# Stated exercise A:
Answer these questions from the forum thread about downcasting below. Mark each answer (i), (ii) or (iii), one per line.
(i) At what hour did the writer finish the last chapter of the book?
(ii) Into which language was John trying to port the code?
(iii) What does the real code use to test an object before it downcasts?

# Text segment:
# # # #

I wasn't singling you out, or wasn't meaning to anyway. I'm a little bit nuts atm, as it's 2am, and I've been working since 7am yesterday. However, I've just finished the last chapter of the book. Hurrah!! (Now for all the boring editing stuff. Boo!)
 Later,

 John
Jan 23 2004
parent John Reimer <jjreimer telus.net> writes:
 
 I wasn't singling you out, or wasn't meaning to anyway. I'm a little bit
 nuts atm, as it's 2am, and I've been working since 7am yesterday. However,
 I've just finished the last chapter of the book. Hurrah!!
 
 (Now for all the boring editing stuff. Boo!)
Ah, no problem. Just trying to pass the blame :). Congrats on the book! - John PS. Remember you promised that all 18 of us (can't remember the number) could order it when it was done? ;-) We'll make you rich yet! Hope it has something on downcasting for me.
Jan 23 2004
prev sibling parent reply "Phill" <phill pacific.net.au> writes:
I dont see how testing to see if an Object
is an instanceof another Object BEFORE
downcasting can be bad in anyway, in fact, its
a bit like wearing a condom isnt it?

Phill.


"John Reimer" <jjreimer telus.net> wrote in message
news:pan.2004.01.23.14.14.58.592271 telus.net...
 To set people straight here.  This code was a modified example of what the
 Java SWT GUI class does.  I posted it here so I could get help on how to
 work the code in D (trying to port this).  The real code tests using
 instanceof and then promptly downcasts if the object is found valid. Bad
 design? I really don't know if it is. But 99% chance that it is. :-)

 So it wasn't just me! I was just the unfortunate simpleton to choke on
 this candy.

 Later,

 John
Jan 23 2004
parent reply "Matthew" <matthew.hat stlsoft.dot.org> writes:
 I dont see how testing to see if an Object
 is an instanceof another Object BEFORE
 downcasting can be bad in anyway, in fact, its
 a bit like wearing a condom isnt it?

# # # #

# Stated exercise B:
Count the lines of the rows below that contain the string "window". Reply with the number only.

# # # #

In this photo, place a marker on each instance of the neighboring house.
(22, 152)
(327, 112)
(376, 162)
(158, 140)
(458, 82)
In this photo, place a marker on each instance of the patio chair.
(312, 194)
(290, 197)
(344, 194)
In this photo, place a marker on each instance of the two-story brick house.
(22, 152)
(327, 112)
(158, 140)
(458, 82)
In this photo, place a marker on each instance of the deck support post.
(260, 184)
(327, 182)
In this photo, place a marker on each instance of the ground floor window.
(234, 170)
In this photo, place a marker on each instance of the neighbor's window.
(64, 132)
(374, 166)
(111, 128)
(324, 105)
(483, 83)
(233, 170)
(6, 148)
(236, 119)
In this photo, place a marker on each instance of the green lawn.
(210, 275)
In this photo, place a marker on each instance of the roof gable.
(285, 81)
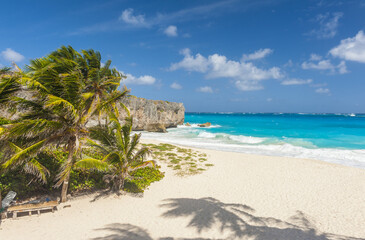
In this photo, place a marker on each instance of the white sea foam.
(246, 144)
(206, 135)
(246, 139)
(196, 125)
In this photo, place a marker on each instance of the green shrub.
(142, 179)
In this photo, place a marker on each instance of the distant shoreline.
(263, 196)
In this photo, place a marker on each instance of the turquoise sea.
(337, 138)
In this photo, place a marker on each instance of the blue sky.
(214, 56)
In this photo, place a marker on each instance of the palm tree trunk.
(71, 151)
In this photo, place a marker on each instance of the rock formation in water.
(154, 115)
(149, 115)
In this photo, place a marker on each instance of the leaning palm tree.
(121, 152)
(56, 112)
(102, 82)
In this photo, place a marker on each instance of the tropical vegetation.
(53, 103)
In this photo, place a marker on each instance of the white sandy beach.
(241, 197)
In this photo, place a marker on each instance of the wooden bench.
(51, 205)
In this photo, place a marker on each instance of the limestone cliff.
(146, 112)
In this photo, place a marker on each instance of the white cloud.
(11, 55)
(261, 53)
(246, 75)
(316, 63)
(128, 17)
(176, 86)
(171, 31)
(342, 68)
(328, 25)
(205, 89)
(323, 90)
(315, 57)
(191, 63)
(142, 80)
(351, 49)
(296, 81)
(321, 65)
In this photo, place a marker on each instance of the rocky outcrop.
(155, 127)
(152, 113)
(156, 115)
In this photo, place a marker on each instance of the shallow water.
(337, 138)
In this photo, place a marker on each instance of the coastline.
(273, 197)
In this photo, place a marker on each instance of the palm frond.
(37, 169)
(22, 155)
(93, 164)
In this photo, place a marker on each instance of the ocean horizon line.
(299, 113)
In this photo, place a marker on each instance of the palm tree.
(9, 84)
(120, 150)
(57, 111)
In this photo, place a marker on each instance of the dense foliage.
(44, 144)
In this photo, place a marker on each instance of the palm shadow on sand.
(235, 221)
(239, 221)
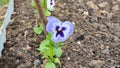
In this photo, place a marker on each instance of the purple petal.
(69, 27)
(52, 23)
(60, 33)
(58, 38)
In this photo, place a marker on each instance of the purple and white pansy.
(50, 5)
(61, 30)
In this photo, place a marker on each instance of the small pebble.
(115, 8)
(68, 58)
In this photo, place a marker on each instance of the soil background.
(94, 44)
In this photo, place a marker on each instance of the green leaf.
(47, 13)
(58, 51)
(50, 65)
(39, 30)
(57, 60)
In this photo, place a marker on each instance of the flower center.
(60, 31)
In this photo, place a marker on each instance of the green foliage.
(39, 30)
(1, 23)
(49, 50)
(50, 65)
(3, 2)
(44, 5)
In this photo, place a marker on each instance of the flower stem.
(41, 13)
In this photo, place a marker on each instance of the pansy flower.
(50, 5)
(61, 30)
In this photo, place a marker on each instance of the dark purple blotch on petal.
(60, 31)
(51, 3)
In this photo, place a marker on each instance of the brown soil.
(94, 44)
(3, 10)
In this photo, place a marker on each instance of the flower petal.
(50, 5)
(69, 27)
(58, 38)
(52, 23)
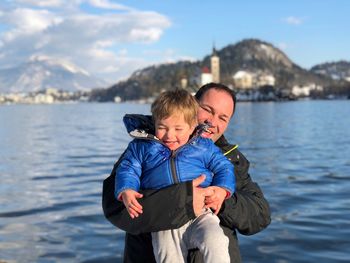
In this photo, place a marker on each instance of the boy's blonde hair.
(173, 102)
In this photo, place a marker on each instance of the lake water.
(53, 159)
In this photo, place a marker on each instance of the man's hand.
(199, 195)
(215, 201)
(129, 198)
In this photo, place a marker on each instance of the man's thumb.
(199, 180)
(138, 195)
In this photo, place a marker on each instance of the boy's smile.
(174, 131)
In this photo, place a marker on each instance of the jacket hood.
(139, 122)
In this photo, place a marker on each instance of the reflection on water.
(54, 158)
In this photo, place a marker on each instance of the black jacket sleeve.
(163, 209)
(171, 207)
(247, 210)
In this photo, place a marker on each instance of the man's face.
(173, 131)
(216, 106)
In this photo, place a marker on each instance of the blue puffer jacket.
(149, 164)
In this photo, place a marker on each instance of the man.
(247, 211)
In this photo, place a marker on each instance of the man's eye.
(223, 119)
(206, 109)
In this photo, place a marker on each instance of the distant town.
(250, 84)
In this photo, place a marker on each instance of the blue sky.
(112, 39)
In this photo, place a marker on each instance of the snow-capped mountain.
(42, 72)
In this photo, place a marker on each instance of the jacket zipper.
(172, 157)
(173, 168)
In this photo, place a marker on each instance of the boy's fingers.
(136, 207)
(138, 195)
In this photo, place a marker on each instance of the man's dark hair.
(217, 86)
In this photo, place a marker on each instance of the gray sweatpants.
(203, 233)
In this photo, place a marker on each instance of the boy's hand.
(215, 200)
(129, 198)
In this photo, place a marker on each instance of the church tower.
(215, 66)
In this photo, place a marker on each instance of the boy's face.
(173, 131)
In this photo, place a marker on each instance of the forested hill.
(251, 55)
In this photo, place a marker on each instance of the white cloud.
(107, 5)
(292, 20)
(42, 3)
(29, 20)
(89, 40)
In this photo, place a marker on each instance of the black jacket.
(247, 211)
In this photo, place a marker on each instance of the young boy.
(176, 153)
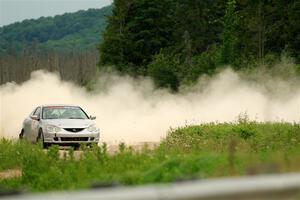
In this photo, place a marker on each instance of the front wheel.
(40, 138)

# # # #

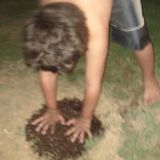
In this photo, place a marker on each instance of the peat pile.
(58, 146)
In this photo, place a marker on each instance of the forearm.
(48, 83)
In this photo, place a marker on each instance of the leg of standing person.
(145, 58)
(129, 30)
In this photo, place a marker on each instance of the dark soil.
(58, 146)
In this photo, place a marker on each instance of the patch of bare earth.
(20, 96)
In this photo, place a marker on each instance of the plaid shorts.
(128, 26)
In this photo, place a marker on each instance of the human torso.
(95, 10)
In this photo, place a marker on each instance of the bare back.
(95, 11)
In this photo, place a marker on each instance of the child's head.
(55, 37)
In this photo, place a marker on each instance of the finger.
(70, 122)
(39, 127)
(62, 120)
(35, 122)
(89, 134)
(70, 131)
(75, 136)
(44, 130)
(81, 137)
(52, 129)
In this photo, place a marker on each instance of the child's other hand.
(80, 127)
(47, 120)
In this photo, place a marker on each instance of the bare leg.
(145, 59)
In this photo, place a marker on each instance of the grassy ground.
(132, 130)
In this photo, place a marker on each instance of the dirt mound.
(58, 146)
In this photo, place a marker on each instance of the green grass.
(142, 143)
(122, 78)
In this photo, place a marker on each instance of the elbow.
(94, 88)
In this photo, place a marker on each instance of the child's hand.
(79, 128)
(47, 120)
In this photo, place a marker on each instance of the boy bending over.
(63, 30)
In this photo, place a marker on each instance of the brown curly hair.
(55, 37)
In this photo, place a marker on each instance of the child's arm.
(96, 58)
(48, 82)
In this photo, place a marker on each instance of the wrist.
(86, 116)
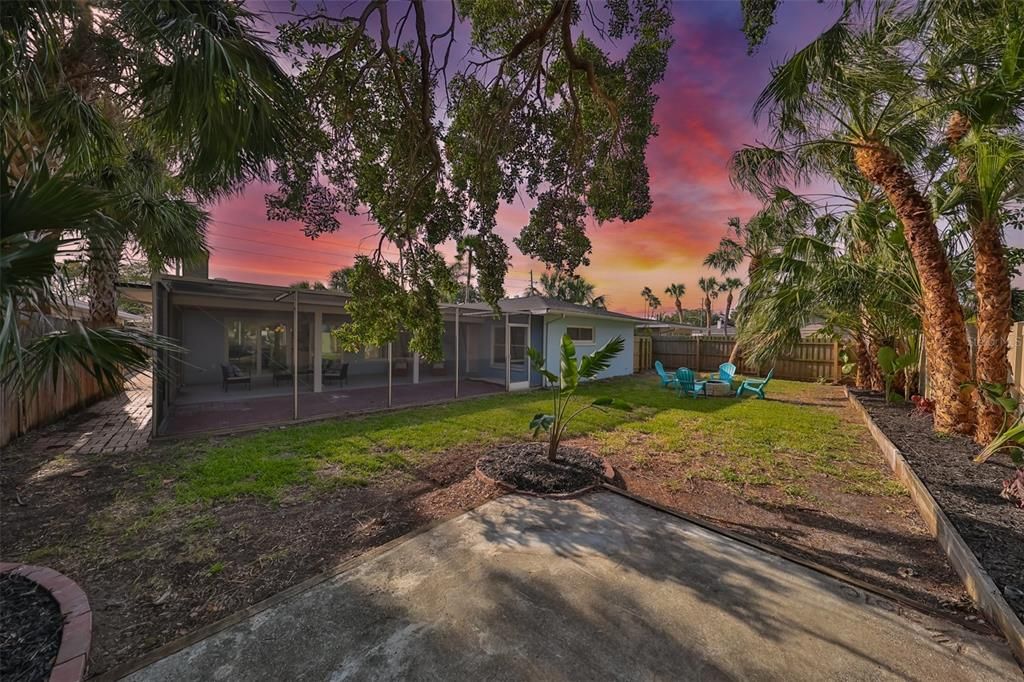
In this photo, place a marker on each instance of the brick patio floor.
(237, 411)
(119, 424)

# # # #

# Task result A:
(i) 2am
(ii) D
(iii) instanceof

# Task result B:
2